Passage shown >>
————————
NIPPING, BITING, MOUTHING PUPS

Just as it is natural for babies and young children to put things into their mouths, it is natural behavior for a new puppy to nip, bite or mouth. It is a lesson which your puppy needs to learn, that he should not bite the hand which feeds him.
Generally, when puppies use their mouths in nipping or biting when being petted, they do not intend to cause any harm. However, if this behavior is left unchecked it becomes unacceptable, and a habit which is difficult to break. As part of the learning process, aim to channel your puppy’s chewing and nipping towards quality puppy chew toys specifically for the purpose. At the same time, he must learn to be gentle if a hand is near or even in his mouth.
Encourage what you find to be acceptable behavior. Whenever you pet your puppy, make it a habit to offer a chew toy with your other hand. Continually redirecting your puppy’s nipping energy to an appropriate object will eventually result in acceptable behavior. This method is particularly useful whenever children may want to pet you puppy, so that no unforeseen nipping accidents occur.
Do not always use the same hand when petting your puppy. Alternate which hand you use for petting, and also have a variety of chew toys to offer with your free hand. Over time, your puppy will come to associate being petted as a nice sensation, at the same time enjoying having his mouth occupied. Initially you may need to keep ear-scratching time and petting to short periods, since the longer the duration of petting, the more likely it is that your puppy will become overly excited and may tend to nip.
Discourage any unacceptable behaviors. With the best of intentions, you may still suffer the occasional nip or bite from your puppy. When such an incident happens, you must firmly show him that his behavior is unacceptable. Respond immediately by looking your puppy in the eyes and loudly saying “Ouch” as if you have been seriously injured. Then ignore your puppy. If necessary, leave the room to allow your puppy time to calm down. When he is calm again, return to the petting with one hand and chew toy with the other method.
————————
Supplied records >>
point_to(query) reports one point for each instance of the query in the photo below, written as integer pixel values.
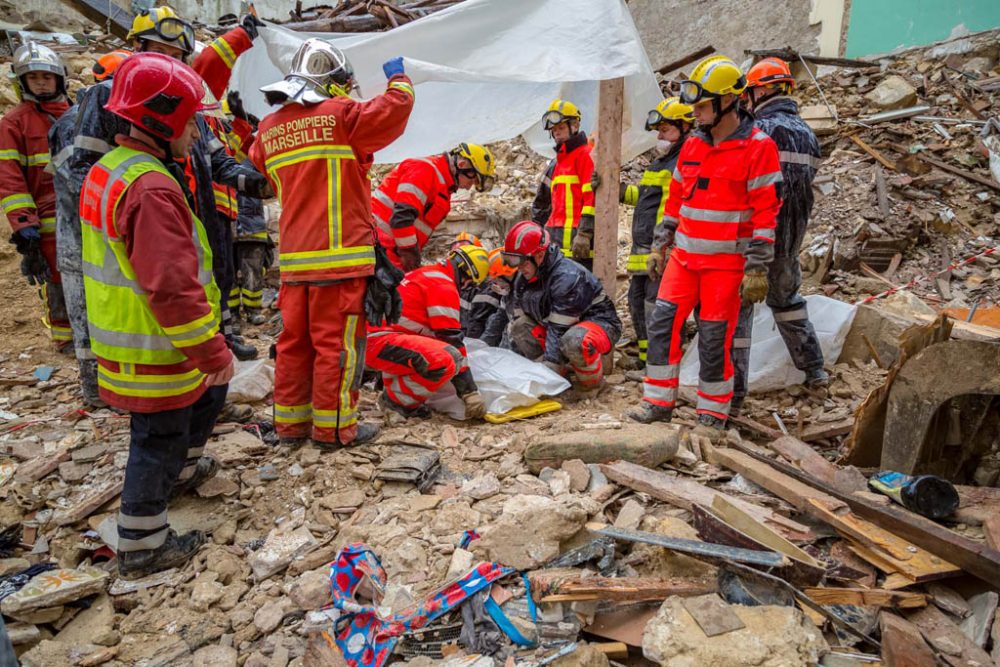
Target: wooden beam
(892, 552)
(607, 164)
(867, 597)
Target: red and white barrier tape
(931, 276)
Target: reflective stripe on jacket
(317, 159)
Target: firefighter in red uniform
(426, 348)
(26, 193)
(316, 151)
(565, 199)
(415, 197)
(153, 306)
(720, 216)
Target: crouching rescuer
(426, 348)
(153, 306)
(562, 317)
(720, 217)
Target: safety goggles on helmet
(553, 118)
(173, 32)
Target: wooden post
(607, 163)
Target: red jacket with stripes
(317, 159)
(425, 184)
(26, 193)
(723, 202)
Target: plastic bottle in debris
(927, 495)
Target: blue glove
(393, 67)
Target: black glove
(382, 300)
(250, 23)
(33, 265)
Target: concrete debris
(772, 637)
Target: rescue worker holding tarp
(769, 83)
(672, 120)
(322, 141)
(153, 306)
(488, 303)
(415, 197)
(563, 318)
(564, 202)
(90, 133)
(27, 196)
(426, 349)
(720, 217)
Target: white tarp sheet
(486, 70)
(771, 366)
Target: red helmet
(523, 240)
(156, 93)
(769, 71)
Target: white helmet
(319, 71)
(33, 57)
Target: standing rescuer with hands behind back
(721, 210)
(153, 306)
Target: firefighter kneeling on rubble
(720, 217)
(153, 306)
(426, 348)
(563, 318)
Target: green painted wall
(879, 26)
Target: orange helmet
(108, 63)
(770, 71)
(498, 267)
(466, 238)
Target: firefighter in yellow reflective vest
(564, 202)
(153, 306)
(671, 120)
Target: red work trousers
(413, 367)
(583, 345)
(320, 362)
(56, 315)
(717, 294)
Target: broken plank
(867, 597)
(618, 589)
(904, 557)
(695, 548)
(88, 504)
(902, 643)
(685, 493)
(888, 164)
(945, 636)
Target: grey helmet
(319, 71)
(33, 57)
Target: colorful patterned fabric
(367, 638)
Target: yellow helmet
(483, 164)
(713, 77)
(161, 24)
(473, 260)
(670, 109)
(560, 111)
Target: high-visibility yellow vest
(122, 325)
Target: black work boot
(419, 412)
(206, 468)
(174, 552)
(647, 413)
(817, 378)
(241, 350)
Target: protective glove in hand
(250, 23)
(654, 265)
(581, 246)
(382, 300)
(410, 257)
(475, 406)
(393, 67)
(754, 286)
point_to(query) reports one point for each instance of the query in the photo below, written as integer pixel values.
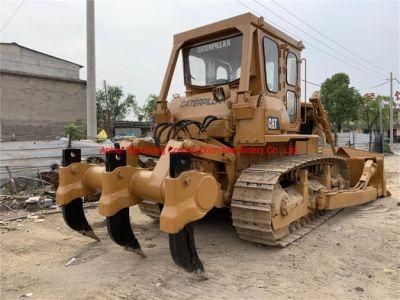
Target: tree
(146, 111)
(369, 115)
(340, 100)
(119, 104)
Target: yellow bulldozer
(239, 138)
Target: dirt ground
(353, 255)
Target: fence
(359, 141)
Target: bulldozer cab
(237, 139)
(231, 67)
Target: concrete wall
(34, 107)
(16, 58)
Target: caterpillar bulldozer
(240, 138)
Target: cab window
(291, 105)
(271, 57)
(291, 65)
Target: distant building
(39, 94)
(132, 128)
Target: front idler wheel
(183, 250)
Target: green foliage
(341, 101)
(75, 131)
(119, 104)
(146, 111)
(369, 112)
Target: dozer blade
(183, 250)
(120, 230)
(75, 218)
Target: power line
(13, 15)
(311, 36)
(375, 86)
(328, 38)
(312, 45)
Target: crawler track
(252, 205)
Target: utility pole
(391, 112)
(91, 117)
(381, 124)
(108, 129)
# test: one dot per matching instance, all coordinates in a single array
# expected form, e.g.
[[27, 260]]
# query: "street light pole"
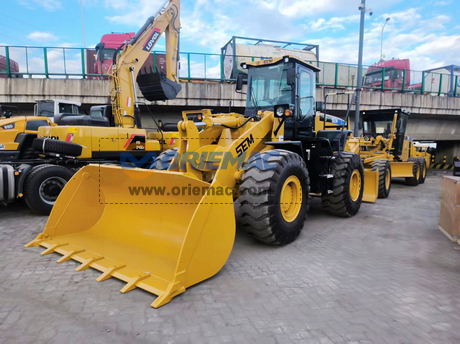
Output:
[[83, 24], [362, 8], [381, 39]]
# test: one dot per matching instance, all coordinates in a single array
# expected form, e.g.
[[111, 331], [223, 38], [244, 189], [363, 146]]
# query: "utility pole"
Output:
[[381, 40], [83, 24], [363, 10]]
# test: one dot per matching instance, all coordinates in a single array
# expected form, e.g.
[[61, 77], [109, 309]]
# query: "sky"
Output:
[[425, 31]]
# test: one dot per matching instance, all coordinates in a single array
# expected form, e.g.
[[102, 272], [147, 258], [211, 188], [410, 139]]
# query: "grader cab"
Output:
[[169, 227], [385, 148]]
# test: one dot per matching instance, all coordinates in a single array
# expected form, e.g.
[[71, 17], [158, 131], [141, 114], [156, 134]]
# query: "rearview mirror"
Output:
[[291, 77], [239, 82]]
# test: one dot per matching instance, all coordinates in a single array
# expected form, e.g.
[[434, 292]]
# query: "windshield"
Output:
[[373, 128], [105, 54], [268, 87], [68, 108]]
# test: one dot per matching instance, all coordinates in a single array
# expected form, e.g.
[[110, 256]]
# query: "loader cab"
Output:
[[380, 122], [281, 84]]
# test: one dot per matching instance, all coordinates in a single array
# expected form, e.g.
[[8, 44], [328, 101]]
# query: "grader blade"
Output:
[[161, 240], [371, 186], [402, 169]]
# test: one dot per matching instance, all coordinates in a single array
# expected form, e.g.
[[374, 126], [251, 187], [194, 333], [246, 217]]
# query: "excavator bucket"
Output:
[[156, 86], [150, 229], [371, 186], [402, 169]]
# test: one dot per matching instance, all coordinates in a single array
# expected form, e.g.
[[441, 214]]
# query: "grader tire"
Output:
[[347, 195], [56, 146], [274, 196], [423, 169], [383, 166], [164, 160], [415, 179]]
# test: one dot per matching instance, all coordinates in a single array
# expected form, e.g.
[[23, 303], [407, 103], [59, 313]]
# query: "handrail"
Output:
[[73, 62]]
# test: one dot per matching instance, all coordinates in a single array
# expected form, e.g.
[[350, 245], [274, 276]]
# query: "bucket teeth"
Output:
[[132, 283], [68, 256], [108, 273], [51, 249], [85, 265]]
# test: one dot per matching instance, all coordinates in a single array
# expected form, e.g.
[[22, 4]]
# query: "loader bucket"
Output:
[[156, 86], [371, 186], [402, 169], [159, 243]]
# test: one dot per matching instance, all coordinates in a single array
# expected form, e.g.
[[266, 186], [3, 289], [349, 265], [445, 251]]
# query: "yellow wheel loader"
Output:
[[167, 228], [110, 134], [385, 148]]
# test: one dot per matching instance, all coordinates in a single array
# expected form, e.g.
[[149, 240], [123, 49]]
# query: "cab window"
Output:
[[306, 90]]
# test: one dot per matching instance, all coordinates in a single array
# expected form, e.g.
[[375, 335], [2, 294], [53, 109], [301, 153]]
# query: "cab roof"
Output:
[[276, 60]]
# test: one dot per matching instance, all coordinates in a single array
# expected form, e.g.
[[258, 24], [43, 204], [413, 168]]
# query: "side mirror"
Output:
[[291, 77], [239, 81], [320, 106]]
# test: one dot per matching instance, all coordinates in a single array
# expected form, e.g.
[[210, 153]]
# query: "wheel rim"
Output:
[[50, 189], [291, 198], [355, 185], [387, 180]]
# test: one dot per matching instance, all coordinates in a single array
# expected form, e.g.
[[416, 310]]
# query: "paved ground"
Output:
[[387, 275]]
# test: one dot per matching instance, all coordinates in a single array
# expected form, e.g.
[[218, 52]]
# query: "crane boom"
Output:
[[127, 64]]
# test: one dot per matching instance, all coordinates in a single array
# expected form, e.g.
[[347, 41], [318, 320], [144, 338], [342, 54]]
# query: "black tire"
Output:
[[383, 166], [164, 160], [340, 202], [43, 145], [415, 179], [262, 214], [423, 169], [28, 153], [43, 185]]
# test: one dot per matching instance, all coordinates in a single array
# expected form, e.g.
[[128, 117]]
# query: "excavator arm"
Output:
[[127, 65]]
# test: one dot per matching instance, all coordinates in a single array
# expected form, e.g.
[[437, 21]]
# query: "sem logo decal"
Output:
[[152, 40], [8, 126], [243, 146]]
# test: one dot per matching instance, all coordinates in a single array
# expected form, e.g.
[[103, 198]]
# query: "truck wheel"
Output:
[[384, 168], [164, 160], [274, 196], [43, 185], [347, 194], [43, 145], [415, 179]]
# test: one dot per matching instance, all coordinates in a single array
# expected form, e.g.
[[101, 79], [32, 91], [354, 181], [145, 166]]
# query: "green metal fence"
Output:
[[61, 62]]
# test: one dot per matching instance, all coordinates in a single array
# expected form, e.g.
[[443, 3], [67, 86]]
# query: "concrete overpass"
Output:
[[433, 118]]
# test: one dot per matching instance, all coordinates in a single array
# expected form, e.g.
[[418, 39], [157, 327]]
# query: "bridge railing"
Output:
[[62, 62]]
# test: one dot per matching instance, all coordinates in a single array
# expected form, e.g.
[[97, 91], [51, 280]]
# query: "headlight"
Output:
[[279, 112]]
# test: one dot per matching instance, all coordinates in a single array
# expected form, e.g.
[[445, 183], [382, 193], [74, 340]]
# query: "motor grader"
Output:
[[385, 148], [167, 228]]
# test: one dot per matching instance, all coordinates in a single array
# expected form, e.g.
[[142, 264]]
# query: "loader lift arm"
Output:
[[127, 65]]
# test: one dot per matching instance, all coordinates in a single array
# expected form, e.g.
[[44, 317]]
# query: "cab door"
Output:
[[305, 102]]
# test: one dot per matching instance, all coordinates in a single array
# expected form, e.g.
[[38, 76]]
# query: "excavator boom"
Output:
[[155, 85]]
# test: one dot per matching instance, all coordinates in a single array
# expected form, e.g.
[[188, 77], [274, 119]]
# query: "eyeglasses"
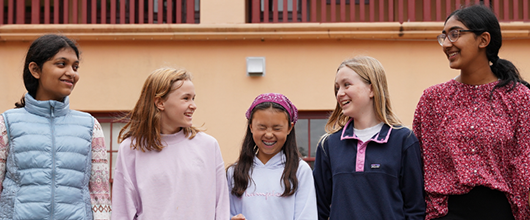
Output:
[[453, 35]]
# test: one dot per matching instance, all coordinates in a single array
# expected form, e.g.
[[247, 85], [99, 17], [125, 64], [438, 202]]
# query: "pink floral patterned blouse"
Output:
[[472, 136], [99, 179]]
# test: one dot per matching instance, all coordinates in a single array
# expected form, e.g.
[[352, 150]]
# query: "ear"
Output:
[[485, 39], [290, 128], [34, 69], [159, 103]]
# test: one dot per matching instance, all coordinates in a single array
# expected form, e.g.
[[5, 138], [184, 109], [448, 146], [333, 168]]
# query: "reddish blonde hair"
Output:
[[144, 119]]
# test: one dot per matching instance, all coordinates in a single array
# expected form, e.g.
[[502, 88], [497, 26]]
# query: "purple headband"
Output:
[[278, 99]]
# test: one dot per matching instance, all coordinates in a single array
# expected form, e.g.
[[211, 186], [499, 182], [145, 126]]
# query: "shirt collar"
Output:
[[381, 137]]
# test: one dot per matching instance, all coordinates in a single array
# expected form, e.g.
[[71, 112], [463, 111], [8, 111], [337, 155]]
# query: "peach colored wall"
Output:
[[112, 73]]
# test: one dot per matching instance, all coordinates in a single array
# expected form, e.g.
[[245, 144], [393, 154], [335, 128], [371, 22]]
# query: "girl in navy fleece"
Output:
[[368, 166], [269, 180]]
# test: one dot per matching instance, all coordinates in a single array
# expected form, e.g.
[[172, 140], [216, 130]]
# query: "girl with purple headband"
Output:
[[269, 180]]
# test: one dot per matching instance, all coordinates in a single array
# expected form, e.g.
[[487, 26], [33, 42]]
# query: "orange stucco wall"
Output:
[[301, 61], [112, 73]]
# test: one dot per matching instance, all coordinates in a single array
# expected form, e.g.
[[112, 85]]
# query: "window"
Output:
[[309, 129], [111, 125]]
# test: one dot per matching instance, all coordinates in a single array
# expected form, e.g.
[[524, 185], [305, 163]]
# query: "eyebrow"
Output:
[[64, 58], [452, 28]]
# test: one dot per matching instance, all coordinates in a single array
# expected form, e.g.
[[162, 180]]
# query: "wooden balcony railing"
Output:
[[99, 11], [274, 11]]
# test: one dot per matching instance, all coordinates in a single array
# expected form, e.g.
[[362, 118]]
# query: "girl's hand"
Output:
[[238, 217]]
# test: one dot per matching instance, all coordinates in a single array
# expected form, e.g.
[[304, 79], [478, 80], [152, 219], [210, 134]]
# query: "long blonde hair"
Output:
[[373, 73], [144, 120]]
————————
Exercise details >> Please copy the part of the puppy-nipping text that begins at the words "Encourage what you" and ends after the words "nipping accidents occur.".

Solution to this task >>
Encourage what you find to be acceptable behavior. Whenever you pet your puppy, make it a habit to offer a chew toy with your other hand. Continually redirecting your puppy’s nipping energy to an appropriate object will eventually result in acceptable behavior. This method is particularly useful whenever children may want to pet you puppy, so that no unforeseen nipping accidents occur.